REQUIREMENT: Exactly reproduce the lines beginning with the line that includes "# test: pointer returns one pin per instance of the tree" and ending with the last line of the data.

[Begin DATA EXCERPTS]

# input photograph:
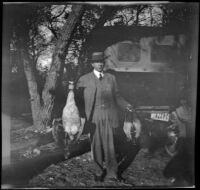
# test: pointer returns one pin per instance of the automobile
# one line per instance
(152, 69)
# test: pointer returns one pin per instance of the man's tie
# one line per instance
(100, 76)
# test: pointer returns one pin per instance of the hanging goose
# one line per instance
(72, 123)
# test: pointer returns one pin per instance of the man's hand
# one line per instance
(127, 129)
(81, 128)
(129, 108)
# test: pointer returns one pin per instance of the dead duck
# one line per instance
(72, 123)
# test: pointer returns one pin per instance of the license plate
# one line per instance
(160, 116)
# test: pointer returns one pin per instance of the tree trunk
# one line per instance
(32, 87)
(57, 65)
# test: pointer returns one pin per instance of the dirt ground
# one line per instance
(145, 170)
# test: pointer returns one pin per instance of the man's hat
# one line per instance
(97, 56)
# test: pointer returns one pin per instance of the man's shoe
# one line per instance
(100, 178)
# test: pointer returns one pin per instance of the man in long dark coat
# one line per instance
(101, 98)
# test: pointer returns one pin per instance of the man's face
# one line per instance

[End DATA EXCERPTS]

RESULT BELOW:
# test: pointer returns one pin per instance of the tree trunk
# one line per instance
(32, 87)
(57, 65)
# test: pointer returns one pin per instance of the dirt ground
# one line per instance
(145, 170)
# test: pointer returns one pin per instance of the man's hat
# one line per instance
(97, 56)
# test: pointer returns one pin per instance of the man's shoe
# one line per instance
(100, 178)
# test: pointer returns one pin per instance of the man in long dark coat
# one line per instance
(101, 98)
# test: pointer returns one pin per instance of the man's face
# one line per instance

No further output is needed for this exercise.